-- What this task involves --
Could you reproduce the lines below from the one with "Target: man's mouth" through the one with "the silver necktie"? Keep both ends and add nothing.

Extracted records:
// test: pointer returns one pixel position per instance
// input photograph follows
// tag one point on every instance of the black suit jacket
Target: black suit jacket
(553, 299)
---
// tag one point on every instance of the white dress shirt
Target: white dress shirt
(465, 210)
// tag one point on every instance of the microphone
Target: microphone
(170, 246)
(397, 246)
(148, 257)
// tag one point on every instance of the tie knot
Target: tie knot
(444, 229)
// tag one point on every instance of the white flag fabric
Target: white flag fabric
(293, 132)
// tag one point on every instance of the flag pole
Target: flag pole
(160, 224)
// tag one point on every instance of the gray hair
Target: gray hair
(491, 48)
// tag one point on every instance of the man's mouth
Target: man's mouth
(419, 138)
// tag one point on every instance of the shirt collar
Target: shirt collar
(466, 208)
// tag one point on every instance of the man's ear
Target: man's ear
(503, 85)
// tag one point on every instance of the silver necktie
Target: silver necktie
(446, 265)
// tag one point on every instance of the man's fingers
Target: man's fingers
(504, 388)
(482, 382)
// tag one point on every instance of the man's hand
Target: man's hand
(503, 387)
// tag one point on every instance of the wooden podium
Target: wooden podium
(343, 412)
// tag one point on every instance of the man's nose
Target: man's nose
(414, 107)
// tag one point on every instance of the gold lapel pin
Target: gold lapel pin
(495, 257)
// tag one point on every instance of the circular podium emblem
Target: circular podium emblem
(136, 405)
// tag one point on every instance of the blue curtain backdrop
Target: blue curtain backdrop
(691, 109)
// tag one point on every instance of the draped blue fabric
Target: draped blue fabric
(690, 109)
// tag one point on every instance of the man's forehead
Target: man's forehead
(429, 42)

-- Solution to the problem --
Target: man's mouth
(419, 138)
// tag one point on every instance of the shirt collar
Target: shirt collar
(466, 208)
// tag one point on every instance of the man's ear
Target: man's ear
(503, 85)
// tag one point on every instance of the silver necktie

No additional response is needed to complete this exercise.